— Begin Provided records —

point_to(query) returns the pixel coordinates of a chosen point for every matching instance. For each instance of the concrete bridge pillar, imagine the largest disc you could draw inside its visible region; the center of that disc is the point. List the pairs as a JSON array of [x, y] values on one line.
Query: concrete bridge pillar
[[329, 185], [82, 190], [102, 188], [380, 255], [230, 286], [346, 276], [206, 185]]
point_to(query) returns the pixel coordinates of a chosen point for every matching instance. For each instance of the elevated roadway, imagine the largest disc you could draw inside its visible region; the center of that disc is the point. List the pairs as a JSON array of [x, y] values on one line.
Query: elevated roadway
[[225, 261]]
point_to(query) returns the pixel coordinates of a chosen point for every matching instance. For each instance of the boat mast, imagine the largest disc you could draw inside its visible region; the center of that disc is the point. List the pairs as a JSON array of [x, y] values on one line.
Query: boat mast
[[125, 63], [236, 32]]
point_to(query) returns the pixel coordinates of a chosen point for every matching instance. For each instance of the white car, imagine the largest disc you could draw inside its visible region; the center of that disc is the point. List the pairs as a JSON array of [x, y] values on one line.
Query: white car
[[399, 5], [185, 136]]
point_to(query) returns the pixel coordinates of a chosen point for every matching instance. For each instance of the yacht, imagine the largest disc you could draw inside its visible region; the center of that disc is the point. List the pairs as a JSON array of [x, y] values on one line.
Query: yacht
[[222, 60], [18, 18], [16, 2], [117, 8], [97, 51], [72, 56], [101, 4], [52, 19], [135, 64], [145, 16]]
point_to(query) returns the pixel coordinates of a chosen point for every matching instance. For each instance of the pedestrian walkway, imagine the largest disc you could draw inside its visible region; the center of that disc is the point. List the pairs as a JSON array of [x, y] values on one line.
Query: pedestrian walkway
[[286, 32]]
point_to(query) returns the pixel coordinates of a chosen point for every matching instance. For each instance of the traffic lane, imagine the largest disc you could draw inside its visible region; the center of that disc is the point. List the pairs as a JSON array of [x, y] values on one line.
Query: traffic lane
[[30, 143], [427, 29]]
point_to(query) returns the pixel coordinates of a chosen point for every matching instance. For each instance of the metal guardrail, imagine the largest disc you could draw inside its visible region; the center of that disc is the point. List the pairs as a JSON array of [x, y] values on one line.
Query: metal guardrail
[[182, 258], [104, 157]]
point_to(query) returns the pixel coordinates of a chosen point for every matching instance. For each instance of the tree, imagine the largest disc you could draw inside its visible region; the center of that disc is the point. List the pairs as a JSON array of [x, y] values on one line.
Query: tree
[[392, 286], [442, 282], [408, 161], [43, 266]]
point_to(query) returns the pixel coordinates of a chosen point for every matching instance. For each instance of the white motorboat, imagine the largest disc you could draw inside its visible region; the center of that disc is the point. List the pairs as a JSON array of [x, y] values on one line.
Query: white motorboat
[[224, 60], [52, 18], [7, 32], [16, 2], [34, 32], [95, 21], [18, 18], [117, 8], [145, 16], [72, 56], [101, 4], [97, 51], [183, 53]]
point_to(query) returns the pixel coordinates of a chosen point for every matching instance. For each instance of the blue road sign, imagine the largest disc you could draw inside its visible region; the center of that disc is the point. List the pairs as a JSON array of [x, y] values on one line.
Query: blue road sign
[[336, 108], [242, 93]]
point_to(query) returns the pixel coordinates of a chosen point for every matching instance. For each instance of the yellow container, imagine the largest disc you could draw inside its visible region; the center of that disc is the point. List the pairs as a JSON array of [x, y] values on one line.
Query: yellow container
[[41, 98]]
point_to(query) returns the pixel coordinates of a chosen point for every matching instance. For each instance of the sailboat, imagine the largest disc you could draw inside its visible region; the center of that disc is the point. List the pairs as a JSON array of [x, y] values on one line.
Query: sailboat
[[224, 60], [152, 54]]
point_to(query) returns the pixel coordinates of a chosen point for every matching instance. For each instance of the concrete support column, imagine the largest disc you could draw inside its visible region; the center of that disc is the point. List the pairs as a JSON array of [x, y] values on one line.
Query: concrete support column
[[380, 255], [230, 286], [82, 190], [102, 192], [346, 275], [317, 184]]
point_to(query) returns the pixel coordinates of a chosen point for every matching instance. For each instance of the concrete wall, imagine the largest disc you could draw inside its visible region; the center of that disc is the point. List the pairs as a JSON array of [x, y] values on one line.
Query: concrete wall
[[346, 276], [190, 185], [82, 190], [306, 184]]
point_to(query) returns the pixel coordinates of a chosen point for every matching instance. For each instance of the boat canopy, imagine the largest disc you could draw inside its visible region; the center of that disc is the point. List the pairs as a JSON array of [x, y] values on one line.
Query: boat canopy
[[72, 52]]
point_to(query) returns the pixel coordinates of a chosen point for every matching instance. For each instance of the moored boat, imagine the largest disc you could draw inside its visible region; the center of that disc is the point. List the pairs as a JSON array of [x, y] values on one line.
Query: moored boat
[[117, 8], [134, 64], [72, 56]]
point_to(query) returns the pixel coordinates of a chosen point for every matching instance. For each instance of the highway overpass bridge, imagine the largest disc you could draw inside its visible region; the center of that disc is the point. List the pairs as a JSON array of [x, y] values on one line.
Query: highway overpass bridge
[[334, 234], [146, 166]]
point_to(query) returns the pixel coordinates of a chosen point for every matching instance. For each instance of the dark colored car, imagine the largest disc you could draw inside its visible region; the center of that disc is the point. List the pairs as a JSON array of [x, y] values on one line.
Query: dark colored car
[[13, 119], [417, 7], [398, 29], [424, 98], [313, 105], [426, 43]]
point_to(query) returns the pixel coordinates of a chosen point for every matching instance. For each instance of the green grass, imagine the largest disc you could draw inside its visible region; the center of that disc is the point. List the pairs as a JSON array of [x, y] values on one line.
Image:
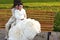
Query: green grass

— End Provided records —

### What you have to do
Set out each line of the items above as a numbered list, omitting any blank lines and leaving out the pictures.

### Reply
1. point_to(query) returns the pixel coordinates of a chosen point for every matching instance. For each instance of the concrete bridge pillar, imagine the largest disc you could draw inside its visible region; the center of that disc is the point. List the pairs as a JSON array of [x, y] values on one line.
2. Query: concrete bridge pillar
3. [[329, 185], [82, 190], [102, 188], [380, 255], [230, 286], [346, 276], [206, 185]]
4. point_to(query) returns the pixel coordinates of a chosen point for every matching instance. For each instance of the elevated roadway, imagine the largest disc you could draw inside its visible region; the center of that disc is the point. List the pairs as a JSON array of [x, y] values on one line.
5. Query: elevated roadway
6. [[225, 261]]
7. point_to(query) returns the pixel coordinates of a chosen point for every matching instance. For each instance of the boat mast, imagine the largest disc you could draw inside its visible region; the center of that disc is the point. List the pairs as a JSON array of [x, y] values on one line.
8. Query: boat mast
9. [[125, 63], [236, 32]]
10. point_to(query) returns the pixel coordinates of a chosen point for every matching instance. For each instance of the white car, imagine the largest disc you could draw inside its visible region; the center of that disc is the point. List the pairs as a JSON array of [x, y] values on one line.
11. Query: white car
12. [[399, 5], [185, 136]]
13. point_to(query) returns the pixel coordinates of a chosen point for every matching instance. For each instance of the yacht, imagine the largest disc you could draw inside its visible region; the center of that disc is the point. List the pairs as a JSON array of [x, y] values on one line.
14. Query: yacht
15. [[222, 60], [18, 18], [16, 2], [117, 8], [97, 51], [72, 56], [101, 4], [52, 19], [135, 64], [145, 16]]
16. point_to(query) returns the pixel coordinates of a chosen point for every matching instance. For each instance of the pedestrian walkway, imagine the largest disc you could draw inside its visible region; the center of that disc is the point. List the pairs as a JSON array of [x, y] values on one line.
17. Query: pedestrian walkway
18. [[286, 32]]
19. point_to(query) returns the pixel coordinates of a chosen point for every matching instance. For each instance of the traffic lane, imagine the largest disc you could draw inside its visible region; the center of that disc is the point. List the pairs as a JSON array of [x, y] values on one line.
20. Query: traffic lane
21. [[30, 143], [427, 29]]
22. point_to(query) returns the pixel coordinates of a chosen point for every matching instance. For each instance of the metal guardrail, imagine the largest disc you could draw inside its visible region; the center of that disc is the point. List the pairs as a JSON array of [x, y] values on one line.
23. Query: metal guardrail
24. [[182, 258], [104, 157]]
25. point_to(query) returns the pixel coordinates of a chosen point for every matching instance. For each instance of the tree, imagine the largest disc you could draw inside its visible region; the center of that disc is the point. List the pairs as a JSON array of [x, y] values on one line.
26. Query: tree
27. [[392, 286], [442, 282], [408, 161], [43, 266]]
28. point_to(query) returns the pixel coordinates of a chosen point for every matching instance. For each instance of the white motorboat, imagine the largest disc you could draw inside its visible region; the center of that disc is the point. List the pairs as a JSON array of [x, y] values on one line.
29. Query: white motorboat
30. [[224, 60], [52, 18], [7, 32], [16, 2], [34, 32], [95, 21], [18, 18], [117, 8], [145, 16], [72, 56], [101, 4], [97, 51], [183, 53]]
31. point_to(query) returns the pixel coordinates of a chosen point for every matching instance. For each instance of the blue road sign, imagine the largest disc you could draw inside its visible region; the center of that disc is the point. List the pairs as a JSON array of [x, y] values on one line.
32. Query: blue road sign
33. [[336, 108], [242, 93]]
34. point_to(query) returns the pixel coordinates of a chosen point for every matching instance. For each instance of the yellow container, imagine the largest disc you could draw inside its visible region; the center of that disc is the point. List the pairs as a JSON array of [x, y] values on one line.
35. Query: yellow container
36. [[41, 98]]
37. point_to(query) returns the pixel coordinates of a chosen point for every matching instance. For each instance of the sailboat, imagine the largest disc you could draw inside its visible region; the center of that disc is the point. List the pairs as a JSON array of [x, y] values on one line.
38. Query: sailboat
39. [[224, 60], [152, 54]]
40. point_to(query) returns the pixel coordinates of a chosen point for every matching instance. For each instance of the concrete support column, imagine the largest disc you could draw inside its visible region; the center of that disc is the point. List the pairs as a JSON array of [x, y] values on one line.
41. Query: concrete support column
42. [[380, 255], [230, 286], [82, 190], [102, 192], [346, 275], [317, 184]]
43. point_to(query) returns the pixel coordinates of a chosen point for every matching instance. For each instance of the concrete wall, imagine the largest disc you could draw inside its visible region; the center of that disc is the point. List the pairs as a JSON array of [x, y] values on one line.
44. Query: concrete wall
45. [[346, 276], [190, 185], [82, 190], [306, 184]]
46. point_to(query) returns the pixel coordinates of a chosen point for every matching instance. For each instance of the boat canopy, imagine the largest disc you could draw inside its visible region; the center of that disc is the point. List the pairs as a JSON array of [x, y] values on one line.
47. Query: boat canopy
48. [[72, 52]]
49. point_to(query) returns the pixel coordinates of a chosen point for every matching instance. For each instance of the moored boat, imagine the largest disc you could draw inside its visible region; the center of that disc is the point. List the pairs as a JSON array of [x, y] values on one line.
50. Query: moored boat
51. [[117, 8], [134, 64], [72, 56]]
52. point_to(query) returns the pixel coordinates of a chosen point for every matching instance. For each instance of the highway overpass bridge, imagine the largest disc you could draw inside its visible region; the center of that disc is the point. List the pairs as a JSON array of [x, y] values on one line.
53. Query: highway overpass bridge
54. [[334, 234], [146, 166]]
55. point_to(query) returns the pixel coordinates of a chosen point for every matching instance. For each instance of the dark colored car, imagine the largest disc you could draw inside its visible region; the center of that disc is the point. List the pairs as a JSON array of [x, y] values on one line.
56. Query: dark colored car
57. [[13, 119], [417, 7], [398, 29], [424, 98], [313, 105], [426, 43]]
58. point_to(query) returns the pixel coordinates of a chosen point for every matching instance. For each instance of the green grass, imagine the largest disc you could draw inside its visible region; the center of that disc is the point. List the pairs as a JSON array of [x, y] values on one line.
59. Image:
60. Query: green grass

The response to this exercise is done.